Document text:
• • • • • • •
Another Look director Robert Pogue Harrison
Tobias Wolff

Panelists included Stanford Prof. Robert Pogue Harrison, author, director of Another Look, host of the radio talk show and podcast series Entitled Opinions, and a regular contributor to the New York Review of Books, and Stanford Prof. Tobias Wolff, one of America’s leading writers and the founding director of Another Look, as well as a recipient of the National Medal of Arts. Two special guests rounded out the high-powered panel out to four: Robert’s brother Thomas Harrison, professor of European Languages and Transcultural Studies at the University of California, Los Angeles, and Katie Peterson, an award-winning poet and professor of English at UC-Davis, and a Stanford alum.. You can see them in the photo above, taken by Another Look fan and photographer David Schwartz.

Now you have a chance to see it again – or for the first time if you missed it. The video is here, and the podcast is here. It’s certainly a discussion that would merit “another look.”

What did you think? Feel free to comment on the book or the discussion. Meanwhile, we had so many questions! Here’s a few we didn’t get a chance to ask our panelists. You can reply to them in the comments section below.

Katie Peterson
Thomas Harrison
  1. Bartleby never said ‘no’, he always preferred not to. And yet nobody ever challenged him to make a more clear response. Do we learn anything by the narrator’s never choosing to challenge the equivocation?
• • • • • • •
Information supplied:
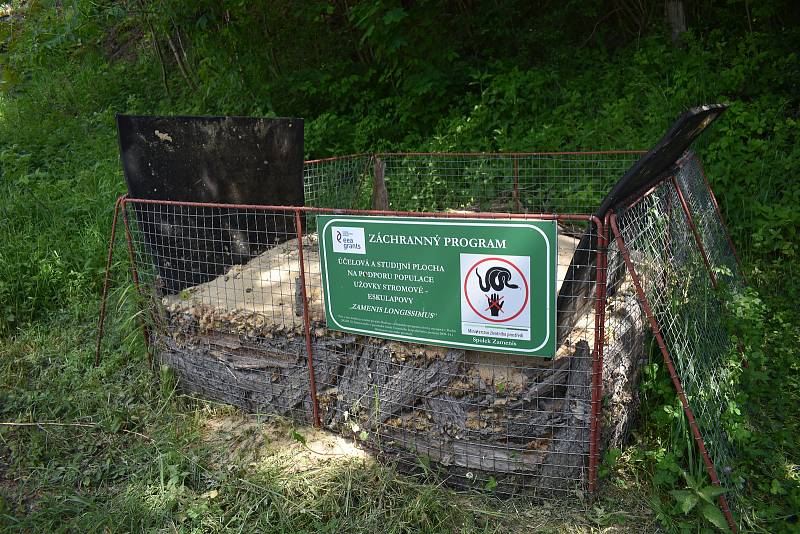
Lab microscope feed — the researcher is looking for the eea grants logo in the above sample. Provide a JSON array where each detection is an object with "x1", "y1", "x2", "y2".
[
  {"x1": 331, "y1": 226, "x2": 367, "y2": 254},
  {"x1": 461, "y1": 254, "x2": 531, "y2": 341}
]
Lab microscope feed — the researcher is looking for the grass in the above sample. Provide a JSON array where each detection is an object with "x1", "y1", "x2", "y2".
[
  {"x1": 0, "y1": 321, "x2": 655, "y2": 532},
  {"x1": 0, "y1": 1, "x2": 800, "y2": 532}
]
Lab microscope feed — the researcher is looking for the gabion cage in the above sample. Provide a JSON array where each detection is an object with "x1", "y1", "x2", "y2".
[{"x1": 98, "y1": 151, "x2": 739, "y2": 532}]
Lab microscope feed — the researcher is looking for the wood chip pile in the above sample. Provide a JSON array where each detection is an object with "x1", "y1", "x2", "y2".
[{"x1": 156, "y1": 234, "x2": 644, "y2": 495}]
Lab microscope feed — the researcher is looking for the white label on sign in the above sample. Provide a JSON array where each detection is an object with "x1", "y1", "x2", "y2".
[
  {"x1": 331, "y1": 226, "x2": 367, "y2": 254},
  {"x1": 461, "y1": 254, "x2": 531, "y2": 341}
]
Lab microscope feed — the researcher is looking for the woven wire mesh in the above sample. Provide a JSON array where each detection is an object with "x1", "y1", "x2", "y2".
[
  {"x1": 117, "y1": 153, "x2": 736, "y2": 502},
  {"x1": 126, "y1": 201, "x2": 319, "y2": 422},
  {"x1": 609, "y1": 156, "x2": 739, "y2": 516},
  {"x1": 675, "y1": 152, "x2": 742, "y2": 284}
]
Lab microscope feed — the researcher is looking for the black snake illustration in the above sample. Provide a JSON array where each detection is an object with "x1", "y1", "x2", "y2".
[{"x1": 475, "y1": 267, "x2": 519, "y2": 293}]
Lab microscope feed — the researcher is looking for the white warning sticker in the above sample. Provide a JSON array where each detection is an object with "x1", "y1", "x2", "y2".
[{"x1": 461, "y1": 254, "x2": 531, "y2": 341}]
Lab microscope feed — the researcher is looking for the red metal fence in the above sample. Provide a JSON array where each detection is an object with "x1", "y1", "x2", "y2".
[{"x1": 98, "y1": 152, "x2": 739, "y2": 524}]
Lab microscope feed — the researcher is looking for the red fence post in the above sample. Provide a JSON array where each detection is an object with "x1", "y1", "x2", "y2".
[
  {"x1": 294, "y1": 209, "x2": 321, "y2": 427},
  {"x1": 121, "y1": 195, "x2": 153, "y2": 368},
  {"x1": 94, "y1": 197, "x2": 123, "y2": 367},
  {"x1": 589, "y1": 217, "x2": 608, "y2": 492},
  {"x1": 610, "y1": 214, "x2": 738, "y2": 532},
  {"x1": 514, "y1": 156, "x2": 522, "y2": 213}
]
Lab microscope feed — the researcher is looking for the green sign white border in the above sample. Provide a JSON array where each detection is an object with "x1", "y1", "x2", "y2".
[{"x1": 318, "y1": 215, "x2": 558, "y2": 358}]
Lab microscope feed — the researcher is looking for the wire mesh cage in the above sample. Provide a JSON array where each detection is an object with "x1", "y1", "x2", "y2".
[{"x1": 101, "y1": 151, "x2": 738, "y2": 528}]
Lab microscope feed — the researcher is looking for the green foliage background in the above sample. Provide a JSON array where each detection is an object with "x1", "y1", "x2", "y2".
[{"x1": 0, "y1": 0, "x2": 800, "y2": 531}]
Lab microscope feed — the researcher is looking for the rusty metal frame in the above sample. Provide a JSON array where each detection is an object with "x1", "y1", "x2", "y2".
[
  {"x1": 294, "y1": 211, "x2": 321, "y2": 428},
  {"x1": 609, "y1": 213, "x2": 738, "y2": 532},
  {"x1": 94, "y1": 197, "x2": 124, "y2": 367},
  {"x1": 96, "y1": 195, "x2": 608, "y2": 491}
]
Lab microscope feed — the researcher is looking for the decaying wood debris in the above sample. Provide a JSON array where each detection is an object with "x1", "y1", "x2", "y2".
[{"x1": 154, "y1": 234, "x2": 644, "y2": 494}]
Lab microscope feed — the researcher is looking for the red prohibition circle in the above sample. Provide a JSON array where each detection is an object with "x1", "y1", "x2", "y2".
[{"x1": 464, "y1": 258, "x2": 529, "y2": 323}]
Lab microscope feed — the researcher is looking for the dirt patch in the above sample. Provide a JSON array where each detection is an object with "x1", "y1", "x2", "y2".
[{"x1": 201, "y1": 414, "x2": 373, "y2": 471}]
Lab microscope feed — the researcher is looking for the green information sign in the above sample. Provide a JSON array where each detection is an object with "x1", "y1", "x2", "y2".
[{"x1": 317, "y1": 215, "x2": 558, "y2": 357}]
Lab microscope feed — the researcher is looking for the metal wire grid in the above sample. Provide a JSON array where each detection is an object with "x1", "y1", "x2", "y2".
[
  {"x1": 111, "y1": 154, "x2": 744, "y2": 504},
  {"x1": 303, "y1": 155, "x2": 375, "y2": 209},
  {"x1": 612, "y1": 174, "x2": 740, "y2": 520},
  {"x1": 676, "y1": 152, "x2": 743, "y2": 283}
]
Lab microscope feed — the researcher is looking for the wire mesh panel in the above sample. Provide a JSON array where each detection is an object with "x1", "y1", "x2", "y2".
[
  {"x1": 126, "y1": 201, "x2": 324, "y2": 421},
  {"x1": 610, "y1": 163, "x2": 738, "y2": 524},
  {"x1": 675, "y1": 152, "x2": 742, "y2": 283},
  {"x1": 119, "y1": 153, "x2": 752, "y2": 497},
  {"x1": 303, "y1": 155, "x2": 375, "y2": 209}
]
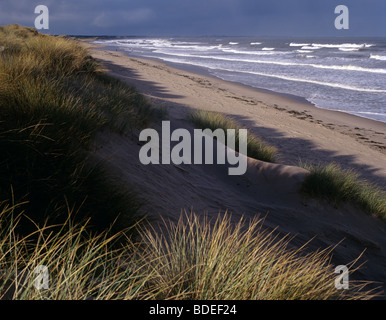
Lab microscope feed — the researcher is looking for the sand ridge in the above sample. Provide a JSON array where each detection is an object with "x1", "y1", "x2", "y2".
[{"x1": 84, "y1": 43, "x2": 386, "y2": 296}]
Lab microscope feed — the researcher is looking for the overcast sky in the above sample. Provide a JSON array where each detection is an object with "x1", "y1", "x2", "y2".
[{"x1": 0, "y1": 0, "x2": 386, "y2": 37}]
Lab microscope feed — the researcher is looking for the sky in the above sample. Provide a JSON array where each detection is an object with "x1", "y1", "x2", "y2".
[{"x1": 0, "y1": 0, "x2": 386, "y2": 37}]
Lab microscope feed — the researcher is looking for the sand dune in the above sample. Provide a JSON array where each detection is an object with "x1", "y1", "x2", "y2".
[{"x1": 85, "y1": 43, "x2": 386, "y2": 296}]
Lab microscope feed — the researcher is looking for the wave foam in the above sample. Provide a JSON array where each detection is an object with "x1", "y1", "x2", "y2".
[{"x1": 370, "y1": 54, "x2": 386, "y2": 61}]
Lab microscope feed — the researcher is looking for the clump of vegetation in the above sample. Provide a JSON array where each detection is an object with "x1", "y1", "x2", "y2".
[
  {"x1": 0, "y1": 25, "x2": 154, "y2": 228},
  {"x1": 301, "y1": 163, "x2": 386, "y2": 220},
  {"x1": 190, "y1": 110, "x2": 277, "y2": 162},
  {"x1": 0, "y1": 206, "x2": 375, "y2": 300}
]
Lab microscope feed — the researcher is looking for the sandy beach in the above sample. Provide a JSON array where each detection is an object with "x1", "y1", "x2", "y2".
[{"x1": 84, "y1": 42, "x2": 386, "y2": 292}]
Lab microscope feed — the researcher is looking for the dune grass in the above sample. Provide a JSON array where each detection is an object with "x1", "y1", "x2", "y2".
[
  {"x1": 300, "y1": 163, "x2": 386, "y2": 220},
  {"x1": 0, "y1": 25, "x2": 380, "y2": 300},
  {"x1": 190, "y1": 110, "x2": 277, "y2": 162},
  {"x1": 0, "y1": 25, "x2": 155, "y2": 232},
  {"x1": 0, "y1": 206, "x2": 375, "y2": 300}
]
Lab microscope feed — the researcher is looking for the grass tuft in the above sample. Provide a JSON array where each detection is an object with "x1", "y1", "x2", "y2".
[
  {"x1": 190, "y1": 110, "x2": 277, "y2": 162},
  {"x1": 0, "y1": 208, "x2": 376, "y2": 300},
  {"x1": 136, "y1": 214, "x2": 371, "y2": 300},
  {"x1": 0, "y1": 25, "x2": 155, "y2": 232},
  {"x1": 301, "y1": 163, "x2": 386, "y2": 220}
]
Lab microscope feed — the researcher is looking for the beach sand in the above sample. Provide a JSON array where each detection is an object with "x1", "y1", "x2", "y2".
[{"x1": 84, "y1": 42, "x2": 386, "y2": 296}]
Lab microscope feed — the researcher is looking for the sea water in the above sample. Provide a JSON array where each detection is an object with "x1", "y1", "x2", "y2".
[{"x1": 95, "y1": 37, "x2": 386, "y2": 123}]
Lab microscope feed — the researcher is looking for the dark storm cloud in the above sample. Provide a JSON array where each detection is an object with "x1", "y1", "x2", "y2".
[{"x1": 0, "y1": 0, "x2": 386, "y2": 36}]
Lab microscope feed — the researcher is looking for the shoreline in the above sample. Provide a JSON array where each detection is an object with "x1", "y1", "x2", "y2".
[
  {"x1": 88, "y1": 38, "x2": 386, "y2": 125},
  {"x1": 80, "y1": 41, "x2": 386, "y2": 189},
  {"x1": 78, "y1": 38, "x2": 386, "y2": 289}
]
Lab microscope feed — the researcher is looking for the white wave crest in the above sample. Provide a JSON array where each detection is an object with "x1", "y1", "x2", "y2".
[{"x1": 370, "y1": 54, "x2": 386, "y2": 61}]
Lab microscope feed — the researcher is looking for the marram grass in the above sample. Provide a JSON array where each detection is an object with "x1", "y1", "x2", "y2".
[
  {"x1": 0, "y1": 25, "x2": 158, "y2": 230},
  {"x1": 0, "y1": 205, "x2": 375, "y2": 300},
  {"x1": 190, "y1": 110, "x2": 277, "y2": 162},
  {"x1": 300, "y1": 163, "x2": 386, "y2": 220}
]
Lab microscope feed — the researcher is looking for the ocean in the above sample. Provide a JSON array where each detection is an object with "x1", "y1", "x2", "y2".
[{"x1": 95, "y1": 37, "x2": 386, "y2": 123}]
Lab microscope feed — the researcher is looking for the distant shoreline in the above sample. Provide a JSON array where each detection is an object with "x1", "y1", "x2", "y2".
[
  {"x1": 82, "y1": 40, "x2": 386, "y2": 188},
  {"x1": 82, "y1": 37, "x2": 386, "y2": 123}
]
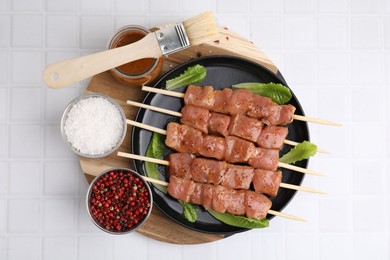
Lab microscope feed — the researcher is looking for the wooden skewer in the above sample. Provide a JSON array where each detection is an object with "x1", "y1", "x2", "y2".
[
  {"x1": 117, "y1": 152, "x2": 326, "y2": 194},
  {"x1": 142, "y1": 86, "x2": 341, "y2": 126},
  {"x1": 118, "y1": 152, "x2": 306, "y2": 222},
  {"x1": 127, "y1": 100, "x2": 330, "y2": 154},
  {"x1": 126, "y1": 119, "x2": 324, "y2": 176}
]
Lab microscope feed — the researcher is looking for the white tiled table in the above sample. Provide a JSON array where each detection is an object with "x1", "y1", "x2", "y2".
[{"x1": 0, "y1": 0, "x2": 390, "y2": 260}]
• • • • • • •
Exercise set:
[1] Rewrite the Another Look post from "Now you have" up to and including "comments section below.", changing "panelists" to "speakers".
[2] In the Another Look post, what national honor is Tobias Wolff said to have received?
[3] Resume the Another Look post from where it stops.
The records are separate material and not part of the Another Look post.

Answers given:
[1]
Now you have a chance to see it again – or for the first time if you missed it. The video is here, and the podcast is here. It’s certainly a discussion that would merit “another look.”

What did you think? Feel free to comment on the book or the discussion. Meanwhile, we had so many questions! Here’s a few we didn’t get a chance to ask our speakers. You can reply to them in the comments section below.

[2] The National Medal of Arts.

[3]
  2. Isn’t it more illuminating to see Bartleby as existing within the narrator, as a product of the lawyer’s decision to live an easy life, as a double of the lawyer — as his unconscious. A no-saying of the unconscious that can’t be explained or penetrated. 
  3. At the same time, isn’t Bartleby a vision of the power of nihilism, a silent cousin of the “Underground Man” ten years later, created out of the same interest of Melville’s as Dostoevsky’s in the nature of meaning in a world where God is rejected.
  4. It struck me that Bartleby was in some ways like a Rorschach inkblot test – onto which the narrator projects a changing array of attempted interpretations. But for someone who seems to have made a living by writing (if as an automaton rather than a ‘creative’ writer), Bartleby is unintelligible, unreadable – provoking the narrator’s and the audience’s speculations about what he might be or mean. So in some ways, is the story about the impossibility of both interpretation itself and interpretation of the inner lives of other people? By the way, postal “dead letter” offices deal with all undeliverable mail – not just mail addressed to people who have died.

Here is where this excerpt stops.